START PASSAGE
Saturday, June 19, 2021

Sgt's Time Saturday: Fuses

Greetings Me Droogs N Droogettes!
So, I've been behind Ye Olde Power Curve on doing 'instructionals' as of late.  Primarily because I started to run out of stuff I can go over in my areas of expertise.  My main thing(s) are mostly weapons related.  Also I can dig a fighting position, and maneuver myself and maybe a squad worth of people and some other helpful things... Master of None, Jack of All as a modern Infantryman should be.  

Last night though I was fucking around and it hit me.  I was measuring, cutting and testing various lengths of fuse for my 37mm "flare launcher" for some aerials, when I realized that this'd be a good Sergeants Time Saturday subject.  I load my own stuff for the launcher as material to do so is faaar cheaper than over the counter pre-loads.  A 37mm bird bomb goes for about $12-15 WITHOUT the hazmat shipping fee, and they DON'T sell them one at a time... so to continue...

SAETY WARNING: FAAFO. Playing with explosives is dangerous.  Nothin' written here is on me.
So, as I was sayin'

Visco Fuse is the most common easy-to-buy without special permits "fireworks" grade fuses.  As a kid, most of us played with "M-80s" and remember the green waterproof fuse sticking out of the thing.
THEORETICALLY they were a quarter stick of dynamite.  Outlawed in 1966, they did have one hell  of a Ka-BOOM! when we had them as a kid.  I remember DeadDad buying some, and man, those that he got blew a memorable crater in the back yard on the 4th one year.  So, enough on the firework, lets get to the initiator.

Fuse is part of the initiator, as it helps initiates the BOOM.  Other initiator include blasting caps and electric fuses, none of which I'm hitting today.  Only thing I'll say about Blasting Caps is DON'T. Unless you've been properly trained in fucking around with them, do. not. fuck. with. blasting. caps.  You'll be less apt to lose body parts that way.  The guy who trained me had 30 years experience, and was missing his pinkie and ring finger on on hand.  That ought to tell you something... so to continue.

Most common fuse out there is called Visco.  It's commonly green, waterproof, and is used primarily as a fuse for most common fireworks.  
It's core is black powder, and has various burn rates depending on a couple of things.  Manufacturer Quality has a lot to do with the burn times.  US made visco tends to be a bit more 'accurate' than the Chinese made stuff, for the values of accuracy, but is harder to find, especially these days.  This's why I was measuring, cutting and testing my cut sections.

ALWAYS test your fuse.  DO NOT count on it to be accurate 'because that's what the manufacturer said it was!' because THAT is a sure fire way to get blow'd the fuck up.
END PASSAGE
START DATA EXTRACT
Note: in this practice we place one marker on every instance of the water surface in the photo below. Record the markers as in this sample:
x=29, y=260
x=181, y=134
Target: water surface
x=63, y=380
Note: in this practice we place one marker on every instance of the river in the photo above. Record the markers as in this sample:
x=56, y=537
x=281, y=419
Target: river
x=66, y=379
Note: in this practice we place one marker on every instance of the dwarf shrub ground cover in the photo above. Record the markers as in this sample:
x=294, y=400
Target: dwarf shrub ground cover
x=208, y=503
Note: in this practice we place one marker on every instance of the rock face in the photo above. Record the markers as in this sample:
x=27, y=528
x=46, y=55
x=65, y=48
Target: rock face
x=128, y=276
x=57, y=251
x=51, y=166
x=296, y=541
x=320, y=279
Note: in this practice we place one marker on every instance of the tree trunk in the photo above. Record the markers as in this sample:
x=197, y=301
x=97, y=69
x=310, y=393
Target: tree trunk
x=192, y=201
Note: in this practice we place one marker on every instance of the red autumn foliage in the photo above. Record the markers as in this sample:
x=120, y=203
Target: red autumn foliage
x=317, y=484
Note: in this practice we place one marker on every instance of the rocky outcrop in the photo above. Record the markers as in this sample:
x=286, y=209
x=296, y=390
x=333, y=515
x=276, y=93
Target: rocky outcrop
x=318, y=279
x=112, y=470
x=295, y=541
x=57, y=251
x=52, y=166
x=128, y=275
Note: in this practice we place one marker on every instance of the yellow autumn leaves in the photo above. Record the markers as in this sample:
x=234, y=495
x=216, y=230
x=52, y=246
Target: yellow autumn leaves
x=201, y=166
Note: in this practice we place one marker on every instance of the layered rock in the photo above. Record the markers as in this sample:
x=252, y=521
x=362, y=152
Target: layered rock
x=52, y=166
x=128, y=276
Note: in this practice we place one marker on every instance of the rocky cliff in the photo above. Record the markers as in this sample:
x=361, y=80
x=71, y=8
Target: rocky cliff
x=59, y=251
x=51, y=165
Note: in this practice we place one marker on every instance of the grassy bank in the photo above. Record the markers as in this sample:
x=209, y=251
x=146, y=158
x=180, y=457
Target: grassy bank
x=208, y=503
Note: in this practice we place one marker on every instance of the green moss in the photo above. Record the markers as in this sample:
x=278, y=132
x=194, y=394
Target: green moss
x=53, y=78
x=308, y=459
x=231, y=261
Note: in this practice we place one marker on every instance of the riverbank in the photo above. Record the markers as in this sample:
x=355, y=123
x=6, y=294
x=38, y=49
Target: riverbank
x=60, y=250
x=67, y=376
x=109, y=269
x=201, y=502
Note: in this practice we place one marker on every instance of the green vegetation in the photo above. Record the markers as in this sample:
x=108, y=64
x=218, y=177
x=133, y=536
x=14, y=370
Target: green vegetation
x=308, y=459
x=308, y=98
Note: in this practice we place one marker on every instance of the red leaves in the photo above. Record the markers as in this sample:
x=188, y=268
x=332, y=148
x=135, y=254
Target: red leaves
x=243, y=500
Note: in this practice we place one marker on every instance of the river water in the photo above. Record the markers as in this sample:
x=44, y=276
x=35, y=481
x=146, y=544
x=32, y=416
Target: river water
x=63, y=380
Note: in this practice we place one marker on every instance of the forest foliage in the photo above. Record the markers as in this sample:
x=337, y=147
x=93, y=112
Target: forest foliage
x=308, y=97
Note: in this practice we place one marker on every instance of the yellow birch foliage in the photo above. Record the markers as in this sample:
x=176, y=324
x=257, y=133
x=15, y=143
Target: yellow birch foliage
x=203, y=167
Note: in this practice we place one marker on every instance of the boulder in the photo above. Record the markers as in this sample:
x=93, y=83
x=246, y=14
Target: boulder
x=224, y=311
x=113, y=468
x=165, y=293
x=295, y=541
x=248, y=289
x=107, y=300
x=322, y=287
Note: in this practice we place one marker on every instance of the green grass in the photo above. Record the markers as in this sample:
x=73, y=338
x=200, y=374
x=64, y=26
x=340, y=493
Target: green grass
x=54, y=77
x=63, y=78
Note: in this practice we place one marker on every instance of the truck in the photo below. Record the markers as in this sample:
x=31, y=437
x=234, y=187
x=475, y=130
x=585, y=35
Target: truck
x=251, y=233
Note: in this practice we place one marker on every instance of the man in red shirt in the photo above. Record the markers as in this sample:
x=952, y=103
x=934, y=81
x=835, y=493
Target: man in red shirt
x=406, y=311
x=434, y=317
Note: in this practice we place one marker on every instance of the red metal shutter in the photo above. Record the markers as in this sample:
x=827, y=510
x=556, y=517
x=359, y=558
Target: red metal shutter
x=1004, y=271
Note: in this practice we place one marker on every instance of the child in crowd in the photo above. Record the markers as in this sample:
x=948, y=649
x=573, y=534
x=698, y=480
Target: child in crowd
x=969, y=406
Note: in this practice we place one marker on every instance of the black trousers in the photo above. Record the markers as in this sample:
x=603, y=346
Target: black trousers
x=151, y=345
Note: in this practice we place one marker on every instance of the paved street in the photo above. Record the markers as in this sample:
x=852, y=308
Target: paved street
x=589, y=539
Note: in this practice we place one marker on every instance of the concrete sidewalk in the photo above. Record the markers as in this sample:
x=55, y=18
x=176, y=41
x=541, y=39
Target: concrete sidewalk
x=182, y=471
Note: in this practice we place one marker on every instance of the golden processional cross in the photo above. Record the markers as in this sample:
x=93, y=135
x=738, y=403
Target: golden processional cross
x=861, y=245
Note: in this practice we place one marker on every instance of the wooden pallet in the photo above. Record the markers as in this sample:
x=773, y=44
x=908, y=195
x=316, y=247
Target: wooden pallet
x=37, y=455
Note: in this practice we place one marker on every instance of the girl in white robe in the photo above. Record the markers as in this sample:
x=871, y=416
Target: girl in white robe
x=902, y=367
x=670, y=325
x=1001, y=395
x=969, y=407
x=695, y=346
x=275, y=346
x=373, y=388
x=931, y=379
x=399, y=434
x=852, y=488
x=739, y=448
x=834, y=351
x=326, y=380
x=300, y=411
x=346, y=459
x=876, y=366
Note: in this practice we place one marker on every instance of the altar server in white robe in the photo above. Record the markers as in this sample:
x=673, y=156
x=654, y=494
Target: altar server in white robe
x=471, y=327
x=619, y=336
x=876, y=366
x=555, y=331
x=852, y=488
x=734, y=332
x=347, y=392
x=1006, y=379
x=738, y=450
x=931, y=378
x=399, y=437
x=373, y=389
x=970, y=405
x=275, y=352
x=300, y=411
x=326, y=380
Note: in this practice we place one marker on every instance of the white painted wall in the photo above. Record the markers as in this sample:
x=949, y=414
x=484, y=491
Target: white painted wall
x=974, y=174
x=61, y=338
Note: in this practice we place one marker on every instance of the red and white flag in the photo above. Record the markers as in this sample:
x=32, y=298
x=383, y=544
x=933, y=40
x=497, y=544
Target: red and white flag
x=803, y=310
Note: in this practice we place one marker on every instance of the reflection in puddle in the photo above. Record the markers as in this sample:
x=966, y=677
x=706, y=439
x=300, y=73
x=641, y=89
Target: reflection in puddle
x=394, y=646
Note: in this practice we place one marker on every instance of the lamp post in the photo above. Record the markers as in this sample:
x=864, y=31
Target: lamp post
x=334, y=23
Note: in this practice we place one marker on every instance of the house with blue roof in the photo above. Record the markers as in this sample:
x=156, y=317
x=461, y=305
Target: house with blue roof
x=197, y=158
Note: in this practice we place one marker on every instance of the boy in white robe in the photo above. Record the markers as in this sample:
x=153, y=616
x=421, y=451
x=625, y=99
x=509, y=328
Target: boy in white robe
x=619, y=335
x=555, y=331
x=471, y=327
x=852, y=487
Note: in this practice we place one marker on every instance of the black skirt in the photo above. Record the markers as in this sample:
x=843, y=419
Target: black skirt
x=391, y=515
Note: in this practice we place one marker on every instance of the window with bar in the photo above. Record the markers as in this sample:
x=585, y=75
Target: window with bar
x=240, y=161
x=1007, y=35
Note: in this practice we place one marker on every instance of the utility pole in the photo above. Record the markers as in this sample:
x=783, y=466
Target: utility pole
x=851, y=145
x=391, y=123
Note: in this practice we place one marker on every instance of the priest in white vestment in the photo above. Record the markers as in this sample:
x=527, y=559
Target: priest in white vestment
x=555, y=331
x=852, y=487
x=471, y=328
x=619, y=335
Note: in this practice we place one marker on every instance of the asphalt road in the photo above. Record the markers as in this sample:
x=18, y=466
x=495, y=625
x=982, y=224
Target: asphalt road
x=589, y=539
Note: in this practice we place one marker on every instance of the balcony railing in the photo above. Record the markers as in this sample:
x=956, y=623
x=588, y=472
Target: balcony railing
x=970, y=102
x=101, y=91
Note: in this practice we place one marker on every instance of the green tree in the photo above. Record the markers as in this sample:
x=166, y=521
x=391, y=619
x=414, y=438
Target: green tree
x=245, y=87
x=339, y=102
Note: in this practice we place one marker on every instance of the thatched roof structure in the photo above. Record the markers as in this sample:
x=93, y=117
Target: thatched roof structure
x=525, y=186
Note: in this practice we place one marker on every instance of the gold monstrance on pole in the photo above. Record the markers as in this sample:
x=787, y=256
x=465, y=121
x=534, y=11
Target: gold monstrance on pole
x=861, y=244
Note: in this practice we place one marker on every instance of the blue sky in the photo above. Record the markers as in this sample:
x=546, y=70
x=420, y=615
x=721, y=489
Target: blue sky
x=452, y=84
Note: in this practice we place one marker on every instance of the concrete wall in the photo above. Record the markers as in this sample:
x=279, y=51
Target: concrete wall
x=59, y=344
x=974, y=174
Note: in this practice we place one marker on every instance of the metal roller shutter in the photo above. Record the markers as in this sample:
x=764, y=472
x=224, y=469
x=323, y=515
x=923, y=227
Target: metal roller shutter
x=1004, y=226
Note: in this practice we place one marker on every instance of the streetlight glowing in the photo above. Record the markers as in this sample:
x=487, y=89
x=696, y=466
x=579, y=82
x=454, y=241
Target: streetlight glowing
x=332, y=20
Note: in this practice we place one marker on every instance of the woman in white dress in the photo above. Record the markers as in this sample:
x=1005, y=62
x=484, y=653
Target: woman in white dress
END DATA EXTRACT
**USING THE INFORMATION**
A. In the post on fuses, what is Visco fuse's core made of?
B. Extend the post on fuses, picking up after its final sentence.
The listing has no connection to the post on fuses.

**TASK-BY-TASK ANSWERS**
A. Black powder.

B.
The visco comes in various colors.
Colors usually indicate what kind of fuse it is.  The most common is green visco.  It tends to be a slow burning, waterproof fuse with an average burn rate anywhere between 22-24 seconds per foot of fuse.  This's why you test it because in 'real time BOOM times' a 1 to 2 second delay OR worse, early initiation can mean death and or dismemberment.  There are three external layers to visco fuse. First, a layer of string is wound around the core, then a second, less tight, layer of string is wound in the opposite direction to prevent unraveling. The last layer is a low-nitrate nitrocellulose lacquer that keeps the fuse from falling apart. The last layer helps to make the visco fuse water resistant and to prevent moisture from degrading the black powder core.

Other 'flavors' of visco are as follows, with the approximate times of burn.

"Green" Visco Safety Fuse Speed: 23-24 sec/ft.

"White" Quick Fuse Speed: 0.1-0.4 sec/ft.

"Yellow" Fast Artillery Fuse Speed: 4-5 sec/ft

"Pink" Perfect, Medium Speed Fuse Speed: 9.5-10 sec/ft.

"Purple" Medium Artillery Fuse Speed: 4.5-5 sec/ft.

"Dark Green" Fat Cake Fuse Speed: 12-15 sec/ft.

"Light Green" Small Cannon Fuse (2mm) Speed: 24.5-25 sec/ft.

They usually come in rolls of twenty feet to a roll.  Industry standards are where I grabbed the list above BUT as I said, measure measure measure, cut once, test twice.  I was taught the 3-1-2 method. 
Best safety practices Aye?
As you can see, this 'fast' fuse is labeled 4-5 seconds per foot whereas the green is 20-24 seconds per foot.  Serious difference there Aye?  This's part of why I'm writing this one up, as where in a fucked situation, you come across a box of Pyro, best you know what you're maybe dealing with, rather than fucking around and finding out the hard way.

Now the fastest stuff is the white fuse.  a tenth-of-a-second to a half-a-second per foot.
This stuff is usually used inside a large firework to set off the secondary stuff.  Sort of like in the big aerial shots, you get  the initial Ka-Boom, followed by the pretty and Louder flares and Ka-booms...  It can also be used to assist with igniting multiple fireworks simultaneously.

Daisy Chaining as it were.  YMMV, I take no responsibility for this if you blow yourself the fuck up.

This's for intellectual exercise only dig?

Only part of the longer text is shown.